§ TASK DETAILS:
Every line from the one containing "negative clicks: (539, 311)" to the end of the records below must be copied exactly, and no pictures may be included.

§ SOURCE INFORMATION:
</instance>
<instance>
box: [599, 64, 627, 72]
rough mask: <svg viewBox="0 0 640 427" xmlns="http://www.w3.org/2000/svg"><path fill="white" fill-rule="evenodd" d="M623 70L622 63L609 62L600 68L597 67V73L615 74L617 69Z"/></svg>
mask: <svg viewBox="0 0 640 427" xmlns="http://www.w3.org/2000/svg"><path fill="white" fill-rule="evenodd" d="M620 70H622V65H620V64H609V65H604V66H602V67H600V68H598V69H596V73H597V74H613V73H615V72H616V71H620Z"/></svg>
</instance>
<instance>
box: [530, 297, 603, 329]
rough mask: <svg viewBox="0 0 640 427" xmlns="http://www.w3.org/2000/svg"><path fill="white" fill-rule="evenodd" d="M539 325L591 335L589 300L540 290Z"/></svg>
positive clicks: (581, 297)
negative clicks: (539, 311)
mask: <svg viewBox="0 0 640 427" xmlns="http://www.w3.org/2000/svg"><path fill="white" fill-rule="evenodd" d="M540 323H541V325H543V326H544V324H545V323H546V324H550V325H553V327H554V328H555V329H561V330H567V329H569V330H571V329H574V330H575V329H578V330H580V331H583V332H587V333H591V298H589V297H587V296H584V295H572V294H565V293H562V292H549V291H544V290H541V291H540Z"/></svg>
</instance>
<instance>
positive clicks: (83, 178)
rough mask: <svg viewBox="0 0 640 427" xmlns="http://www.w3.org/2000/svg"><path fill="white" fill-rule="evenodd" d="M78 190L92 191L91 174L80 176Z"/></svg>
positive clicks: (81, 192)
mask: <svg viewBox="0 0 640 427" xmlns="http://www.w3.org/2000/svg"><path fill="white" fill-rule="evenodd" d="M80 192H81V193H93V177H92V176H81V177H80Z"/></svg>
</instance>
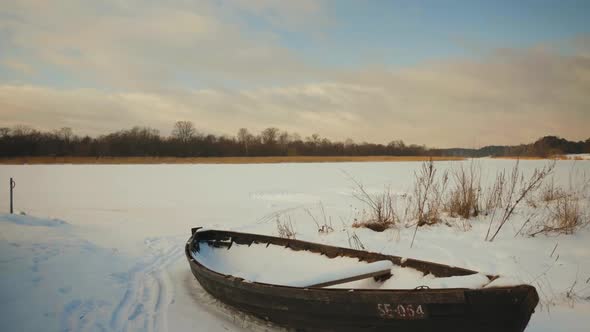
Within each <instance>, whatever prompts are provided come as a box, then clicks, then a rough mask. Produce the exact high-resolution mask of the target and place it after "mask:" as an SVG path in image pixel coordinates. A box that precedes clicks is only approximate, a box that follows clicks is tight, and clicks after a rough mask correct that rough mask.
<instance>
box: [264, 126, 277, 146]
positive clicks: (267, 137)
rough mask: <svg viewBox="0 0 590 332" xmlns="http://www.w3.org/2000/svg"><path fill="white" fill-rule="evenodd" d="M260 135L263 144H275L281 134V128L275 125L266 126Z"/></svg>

§ SOLVED PROBLEM:
negative clicks: (539, 311)
mask: <svg viewBox="0 0 640 427" xmlns="http://www.w3.org/2000/svg"><path fill="white" fill-rule="evenodd" d="M540 323H541V325H543V326H544V324H545V323H546V324H550V325H553V327H554V328H555V329H561V330H567V329H569V330H571V329H574V330H575V329H578V330H580V331H583V332H587V333H591V298H589V297H587V296H584V295H572V294H565V293H562V292H549V291H544V290H541V291H540Z"/></svg>
</instance>
<instance>
positive clicks: (83, 178)
rough mask: <svg viewBox="0 0 640 427" xmlns="http://www.w3.org/2000/svg"><path fill="white" fill-rule="evenodd" d="M78 190L92 191L91 174L80 176Z"/></svg>
positive clicks: (81, 192)
mask: <svg viewBox="0 0 640 427" xmlns="http://www.w3.org/2000/svg"><path fill="white" fill-rule="evenodd" d="M80 192H81V193H93V177H92V176H81V177H80Z"/></svg>
</instance>
Within each <instance>, whatever prompts are provided come as a box, then clicks, then a rough mask. Produce the exact high-resolution mask of the target and place it after "mask:" as an SVG path in image pixel coordinates. A box that precedes clicks is only approximate, a box that follows clicks is tight, and clicks after a rough mask correct that rough mask.
<instance>
box: [264, 126, 277, 146]
positive clicks: (267, 137)
rough mask: <svg viewBox="0 0 590 332" xmlns="http://www.w3.org/2000/svg"><path fill="white" fill-rule="evenodd" d="M260 135L263 144H275L281 134V128L275 125L266 126Z"/></svg>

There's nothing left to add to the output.